▶ [Texte source]
■ ■ ■ ■
Le Hip Hop est né dans la rue. Et pas n’importe quelle rue. Dans les rues des quartiers défavorisés où souvent, chômage, violence et précarité tenaient une place majeure dans la société. Le Hip Hop, nous l’avons vu, a été un vecteur de rassemblement pour pacifier les populations et, garde, dans son fort intérieur un aspect revendicatif.

A travers ce mouvement, les Crews tiennent la rue,  s’installe dans un lieu, y passe de la musique, et se servent du territoire et de ce qui les entoure pour s’exprimer.

La revendication tient donc une place primordiale dans le Hip Hop (celui des origines en tout cas). Que ce soit à travers la musique (Zulu Nation), à travers la danse, ou à travers la peinture.

Nous avons jusqu’ici parlé de musique. Attachons nous pour ce dernier article au street art, issu des mêmes racines et ayant des bases communes.

Le mouvement Hip Hop est en adéquation avec la ville : ces disciplines sont indissociables de l’espace urbain. L’important est d’impressionner ainsi que d’affirmer son existence et son appartenance à la ville ou à un quartier. La musique a été évoqué plus haut, nous nous attacherons ici au street art.
■ ■ ■ ■
Enregistrements stockés

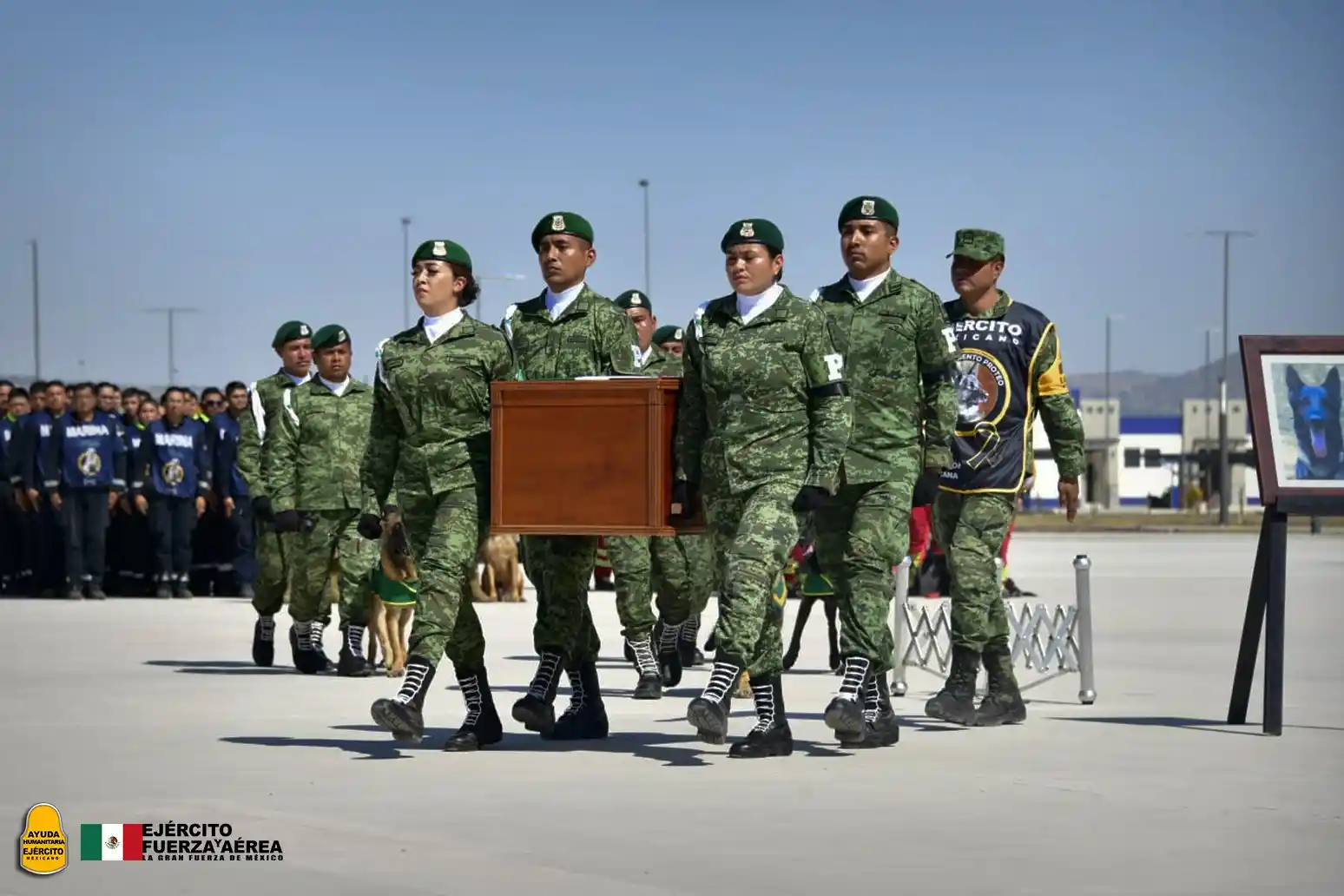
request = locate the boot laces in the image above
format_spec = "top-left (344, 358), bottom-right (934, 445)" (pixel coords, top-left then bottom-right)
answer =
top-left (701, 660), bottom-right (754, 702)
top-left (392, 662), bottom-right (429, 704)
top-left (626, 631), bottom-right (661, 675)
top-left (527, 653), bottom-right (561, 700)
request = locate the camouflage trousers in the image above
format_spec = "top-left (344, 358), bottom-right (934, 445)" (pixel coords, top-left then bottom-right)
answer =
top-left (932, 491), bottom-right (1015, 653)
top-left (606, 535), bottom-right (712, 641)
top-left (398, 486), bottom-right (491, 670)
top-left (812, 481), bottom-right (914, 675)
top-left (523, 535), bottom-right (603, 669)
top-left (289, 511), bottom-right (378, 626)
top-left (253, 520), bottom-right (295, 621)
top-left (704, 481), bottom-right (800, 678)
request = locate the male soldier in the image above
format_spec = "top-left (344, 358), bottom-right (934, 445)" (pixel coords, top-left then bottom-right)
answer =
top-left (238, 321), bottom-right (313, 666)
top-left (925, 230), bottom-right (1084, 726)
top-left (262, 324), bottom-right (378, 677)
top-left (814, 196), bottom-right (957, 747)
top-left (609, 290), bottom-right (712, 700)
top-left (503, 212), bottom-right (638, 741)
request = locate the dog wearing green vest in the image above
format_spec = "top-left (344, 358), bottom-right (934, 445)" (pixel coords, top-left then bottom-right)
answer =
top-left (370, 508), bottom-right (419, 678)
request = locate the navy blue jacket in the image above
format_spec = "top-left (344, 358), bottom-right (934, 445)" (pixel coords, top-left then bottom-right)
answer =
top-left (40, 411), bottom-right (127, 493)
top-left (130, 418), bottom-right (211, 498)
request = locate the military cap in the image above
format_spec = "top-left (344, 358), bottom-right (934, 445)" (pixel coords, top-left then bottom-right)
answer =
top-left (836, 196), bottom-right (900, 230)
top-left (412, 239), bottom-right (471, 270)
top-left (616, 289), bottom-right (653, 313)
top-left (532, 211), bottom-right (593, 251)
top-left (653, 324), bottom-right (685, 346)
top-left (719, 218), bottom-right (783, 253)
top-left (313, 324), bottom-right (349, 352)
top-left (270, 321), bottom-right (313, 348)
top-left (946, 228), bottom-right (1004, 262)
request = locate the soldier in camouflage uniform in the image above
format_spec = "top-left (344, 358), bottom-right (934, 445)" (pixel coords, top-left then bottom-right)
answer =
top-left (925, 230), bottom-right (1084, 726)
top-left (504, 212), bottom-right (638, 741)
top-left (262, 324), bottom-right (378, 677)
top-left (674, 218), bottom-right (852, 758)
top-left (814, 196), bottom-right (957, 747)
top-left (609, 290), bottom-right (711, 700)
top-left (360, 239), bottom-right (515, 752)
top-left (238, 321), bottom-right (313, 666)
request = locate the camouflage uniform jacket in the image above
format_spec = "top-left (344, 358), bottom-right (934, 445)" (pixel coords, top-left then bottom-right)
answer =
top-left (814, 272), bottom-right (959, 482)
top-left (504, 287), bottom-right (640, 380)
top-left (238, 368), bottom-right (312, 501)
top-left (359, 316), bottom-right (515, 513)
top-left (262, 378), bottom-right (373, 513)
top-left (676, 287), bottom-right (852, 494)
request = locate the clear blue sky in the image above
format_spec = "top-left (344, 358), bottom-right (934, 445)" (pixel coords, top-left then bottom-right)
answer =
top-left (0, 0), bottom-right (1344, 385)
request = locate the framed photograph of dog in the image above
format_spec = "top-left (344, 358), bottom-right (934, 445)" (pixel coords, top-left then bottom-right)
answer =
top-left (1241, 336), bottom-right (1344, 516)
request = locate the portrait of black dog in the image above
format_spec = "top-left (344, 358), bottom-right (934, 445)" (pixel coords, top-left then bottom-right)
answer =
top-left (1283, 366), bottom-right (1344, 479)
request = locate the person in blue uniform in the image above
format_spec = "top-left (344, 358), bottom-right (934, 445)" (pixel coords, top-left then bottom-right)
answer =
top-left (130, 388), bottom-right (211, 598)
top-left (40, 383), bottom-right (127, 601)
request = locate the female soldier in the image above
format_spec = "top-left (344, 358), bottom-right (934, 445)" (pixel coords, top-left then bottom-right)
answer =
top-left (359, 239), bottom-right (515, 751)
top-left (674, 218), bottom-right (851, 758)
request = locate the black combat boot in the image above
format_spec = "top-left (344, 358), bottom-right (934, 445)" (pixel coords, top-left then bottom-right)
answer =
■ ■ ■ ■
▶ [Consigne]
Indiquez, s'il vous plaît, si chacune des affirmations suivantes concorde avec l’extrait sur le Hip Hop : répondez par oui ou non et citez mot pour mot les termes qui tranchent.
1. Le Hip Hop est né dans des quartiers défavorisés.
2. Le street art a des racines différentes de celles de la musique Hip Hop.
3. Les disciplines du Hip Hop peuvent se passer de l’espace urbain.
Les enregistrements ne servent à rien ici.

▶ [Réponse]
1. Oui : « Dans les rues des quartiers défavorisés »
2. Non : « issu des mêmes racines et ayant des bases communes »
3. Non : « ces disciplines sont indissociables de l’espace urbain »